▶ [Request]
Rewrite the data below so that every "segmenter" becomes "annotator", and leave everything else unchanged.
──────── Data for this exercise
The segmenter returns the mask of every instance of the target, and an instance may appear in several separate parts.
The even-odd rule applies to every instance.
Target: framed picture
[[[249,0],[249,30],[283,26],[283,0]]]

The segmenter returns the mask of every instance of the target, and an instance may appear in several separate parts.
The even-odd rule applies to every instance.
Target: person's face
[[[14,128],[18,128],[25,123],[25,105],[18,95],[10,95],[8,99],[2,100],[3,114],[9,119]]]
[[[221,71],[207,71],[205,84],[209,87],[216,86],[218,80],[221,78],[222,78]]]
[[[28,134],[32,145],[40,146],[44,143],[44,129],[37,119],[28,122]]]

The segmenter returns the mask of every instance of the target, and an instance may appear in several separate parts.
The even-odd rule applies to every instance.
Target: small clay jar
────────────────
▶ [Exercise solution]
The annotator returns the mask of every instance of the target, and an instance may appear in several separate parts.
The even-odd rule applies to every instance.
Target: framed picture
[[[249,0],[249,30],[283,26],[283,0]]]

The annotator returns the mask of every instance of the target, and an instance may appear in several separate parts.
The even-odd rule applies to every instance.
Target: person's face
[[[14,128],[18,128],[25,123],[25,105],[18,95],[10,95],[8,99],[2,100],[3,114],[9,119]]]
[[[221,71],[207,71],[205,84],[209,87],[216,86],[218,80],[221,78],[222,78]]]
[[[28,134],[32,145],[40,146],[44,143],[44,129],[37,119],[28,122]]]

The annotator returns the mask of every instance of the target, and an instance may appear in several separate parts.
The even-odd rule applies to every instance.
Target: small clay jar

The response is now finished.